Portable fingerprint files (*.fp.json) — fingerprint a curated reference library once, then match the resulting .fp.json against any working index without redistributing the library’s source. Generate with --build-fp-renames; the working example shipped today is franken.fp.json. Matches surface as _FP_-prefixed names.
Multiple types of duplication detection: exact (SHA1), near-duplicate, and structural-dupe (AST-shape hashing for non-bundled code). Dupes are preserved, not collapsed.

The reason CodeExam spends so much machinery on duplicate detection is not the obvious one (avoiding re-analysis): it’s the inverse use. The same signatures that find duplicates are what let you identify unknown code by matching it against known reference code, and trace function lineages — three near-dupes evolved from a common ancestor — across versions or forks.

_RECORD SET:_

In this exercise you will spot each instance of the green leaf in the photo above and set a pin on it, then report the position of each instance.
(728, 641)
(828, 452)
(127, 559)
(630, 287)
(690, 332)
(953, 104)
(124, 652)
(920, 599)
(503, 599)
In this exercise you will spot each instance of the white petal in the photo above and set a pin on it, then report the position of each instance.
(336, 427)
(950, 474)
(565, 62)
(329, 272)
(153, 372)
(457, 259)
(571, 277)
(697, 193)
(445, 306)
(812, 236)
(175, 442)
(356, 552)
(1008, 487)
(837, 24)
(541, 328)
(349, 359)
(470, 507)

* * *

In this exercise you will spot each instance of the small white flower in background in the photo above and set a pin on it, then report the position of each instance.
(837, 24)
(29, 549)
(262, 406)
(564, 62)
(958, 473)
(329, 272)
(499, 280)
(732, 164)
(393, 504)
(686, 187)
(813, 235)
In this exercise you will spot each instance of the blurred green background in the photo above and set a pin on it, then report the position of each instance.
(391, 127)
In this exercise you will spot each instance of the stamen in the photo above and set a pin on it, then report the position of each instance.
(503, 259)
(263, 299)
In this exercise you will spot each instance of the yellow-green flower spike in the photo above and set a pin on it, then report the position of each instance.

_BRIEF:_ Copy word for word the part of the CodeExam text that begins at "Multiple types of" and stops after "preserved, not collapsed.".

_RESULT OF THE EXERCISE:_
Multiple types of duplication detection: exact (SHA1), near-duplicate, and structural-dupe (AST-shape hashing for non-bundled code). Dupes are preserved, not collapsed.